■ PASSAGE TO READ
•••

Check that LHS and RHS of simplification and function rules are consistent

jberthold commented 1 year ago

Function and simplification rules should be checked to ensure that the left-hand side and the right-hand side are either both predicates (evaluate to \top or \bottom or both function-like (function or constructor app.s, domain values).

Rules like this one rule #bufStrict(_, _) => #Bottom where a function (function-like) evaluates to a plain \bottom (predicate) should be a compiler error.

ehildenb commented 1 year ago

@virgil-serbanuta will making this restriction on rules in the semantics rules break anything?

We want to add the additional restriction that the requires and ensures clauses do not have any ML connectives.

virgil-serbanuta commented 1 year ago

Ok... I'm not sure I understand your question properly, but let me try:

First, I assume that by "break anything" you mean "break any existing projects" or something similar. I don't think it would break much besides the current elrond+wasm thing I'm building, and, even there, most of the broken code will be in the part that gets thrown away when the Elrond semantics will be ready for symbolic execution.

However, I think that the above may force people to work in suboptimal ways. Below I tried to describe why ML connectives may be useful in the contexts you mentioned, and, sometimes, provide some suggestions about how to replace ML connectives with something better.

I think that, in the past, rules like rule #bufStrict(_, _) => #Bottom were useful for making the Haskell backend remove some branches. My guess is that the right way to solve this issue is to create a #Ceil rule for #bufStrict and file a backend issue if that does not work (however, given how long it takes sometimes for them to fix an issue, having a workaround may be nice; should a project stop for a few days until the backend fixes the issue? for a week? a few months? should it be rewritten if the issue is never solved? Having more power makes the time it takes to fix bugs less of an issue - this also applies to most things mentioned below).

•••

■ ENTRIES
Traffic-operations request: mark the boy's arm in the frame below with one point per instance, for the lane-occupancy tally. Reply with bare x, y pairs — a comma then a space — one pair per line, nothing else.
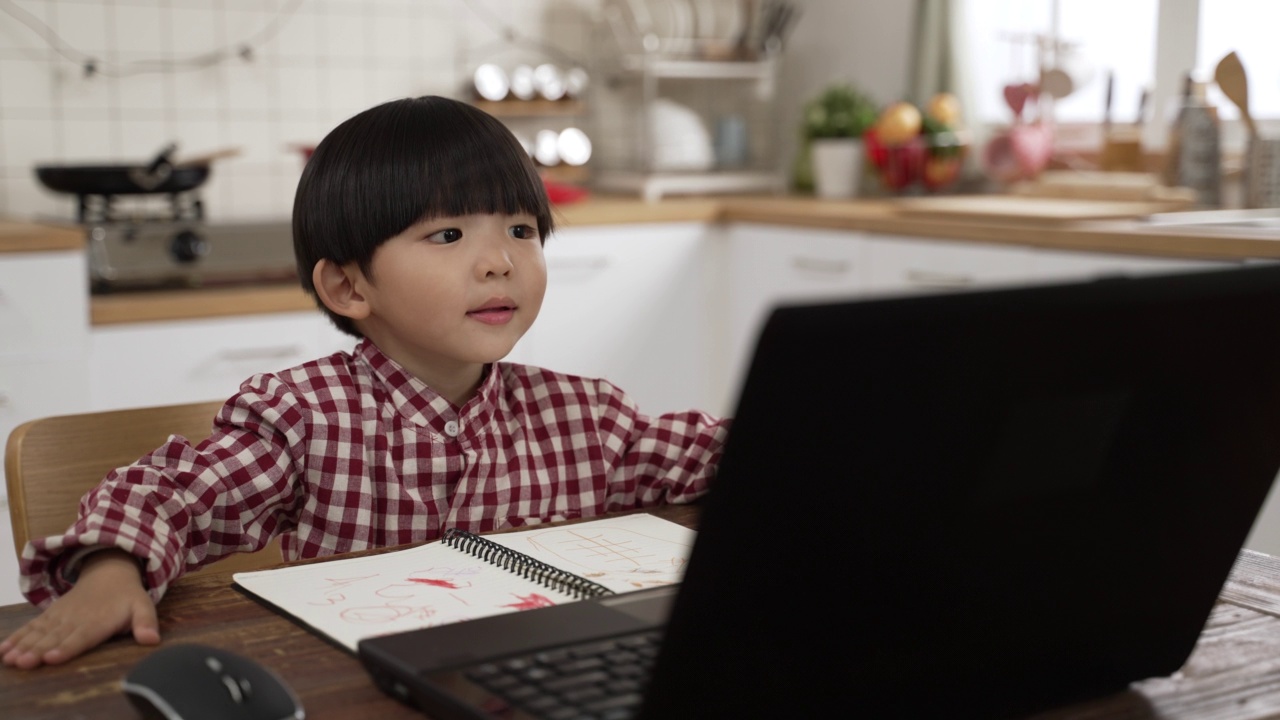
667, 458
183, 506
109, 598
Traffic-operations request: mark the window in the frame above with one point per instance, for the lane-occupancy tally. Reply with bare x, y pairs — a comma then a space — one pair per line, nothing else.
1248, 28
1124, 37
1002, 36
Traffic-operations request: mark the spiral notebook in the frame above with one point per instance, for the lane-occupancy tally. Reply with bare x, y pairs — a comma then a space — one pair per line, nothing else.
465, 577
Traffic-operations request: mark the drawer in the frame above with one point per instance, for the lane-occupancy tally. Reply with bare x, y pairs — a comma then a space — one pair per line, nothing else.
44, 302
197, 360
903, 264
36, 387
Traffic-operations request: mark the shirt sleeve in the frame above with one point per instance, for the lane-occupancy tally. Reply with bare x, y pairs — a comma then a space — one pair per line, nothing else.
656, 460
183, 505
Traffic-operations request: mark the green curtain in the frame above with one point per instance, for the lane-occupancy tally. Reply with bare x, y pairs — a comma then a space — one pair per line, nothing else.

•••

■ SHORT PROBLEM
Carry on the discussion thread about checking the left-hand and right-hand sides of rules, starting right after its final sentence. The records were taken from a separate source.

■ RESULT OF THE TASK
Speaking of which: Why aren't there #Ceil rules for all partial functions in domains.md?

It is useful to have ML-like connectives in the LHS, e.g. when writing a rule rule f(X) => g(X), where f is a partial function and g is total, but they are equal when f is defined, there are three options:

rule f(X) #as _Ceil => g(X) [simplification]  // Not allowed currently, I'm not sure why.
rule f(X) => g(X) requires (true #And #Ceil(f(X))) [simplification]  // You are currently considering not allowing this.
rule f(X) => g(X) requires fIsDefined(X) [simplification]  // I will discuss this below.

First, note that the first rule is also the shortest, and, unlike the third does not require the user to figure out if there is any fIsDefined function and, perhaps, to write a new one if there is no such function.

The last rule above is suboptimal currently, but might become a really good thing in the future. Here are the current issues:

If the user writes a condition by hand there, e.g. X >Int 0, then there is a higher risk of making mistakes.
If the user defines fIsDefined, but f is defined in a semantics that is not part of the current project, then either the user duplicates the condition used in #Ceil(f) (if #Ceil is defined), or the user has a higher risk of making mistakes.
If the user can change f's module, then the user can define fIsDefined the proper way, and can write a #Ceil rule that calls fIsDefined.

However, this could be better. It would be nice if, for each function f for which there is another (total) function, say, fIsDefined, #Ceil would be automatically defined. This could be implemented with an attribute, e.g. syntax Bool ::= fIsDefined(same-args-as-f) [function, total, ceil(f)].

To make a summary, the best solution might be to define fIsDefined and #Ceil as described in the paragraph above, but then still use the first rule, rule f(X) #as _Ceil => g(X) [simplification], although other people may think differently than me.

Huh, I should have written a design doc.

P.S. Users may want to write rules like f(X) => h(X) requires #Not (#Ceil(X))

It is sometimes useful to create simplification rules that use ML connectives in the RHS for splitting the configuration (rule lhs => (rhs1 #And P1) #Or (rhs2 #And P2)).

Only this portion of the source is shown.